→ **EXERCISE INSTRUCTIONS**: Copy the listing below line for line without changing a character, and leave the pictures out of your copy.

→ **DATASET ENTRIES**:
____________________
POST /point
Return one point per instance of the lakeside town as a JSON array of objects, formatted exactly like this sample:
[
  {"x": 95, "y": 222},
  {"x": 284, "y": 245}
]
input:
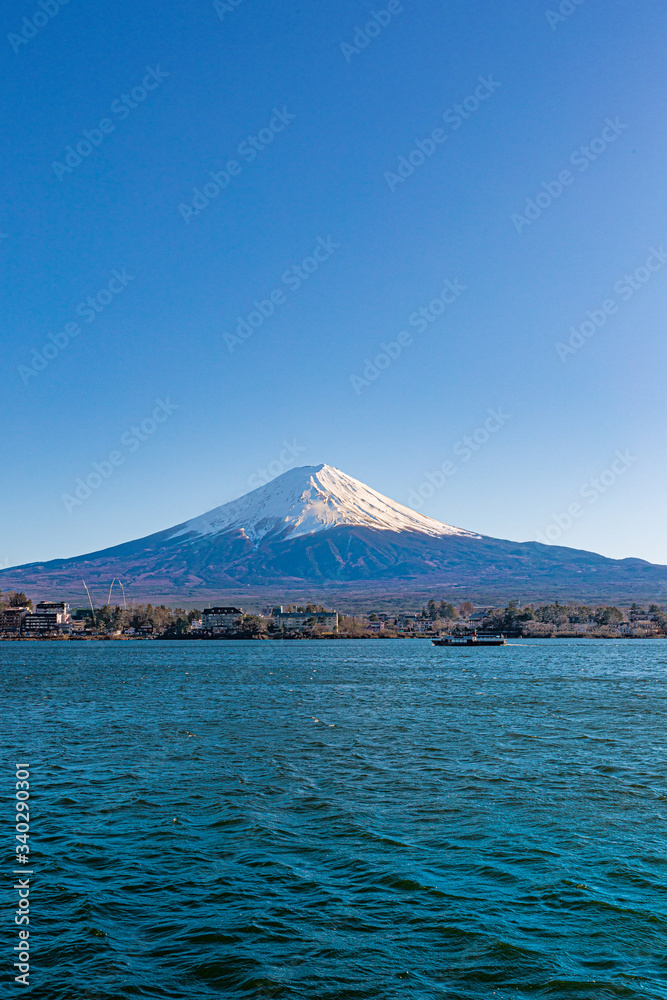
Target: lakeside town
____________________
→ **TASK RESULT**:
POST /point
Return one point per instance of the lakeside town as a JSON array of objects, formatted exactly like this sample:
[
  {"x": 95, "y": 222},
  {"x": 284, "y": 245}
]
input:
Target: lakeside town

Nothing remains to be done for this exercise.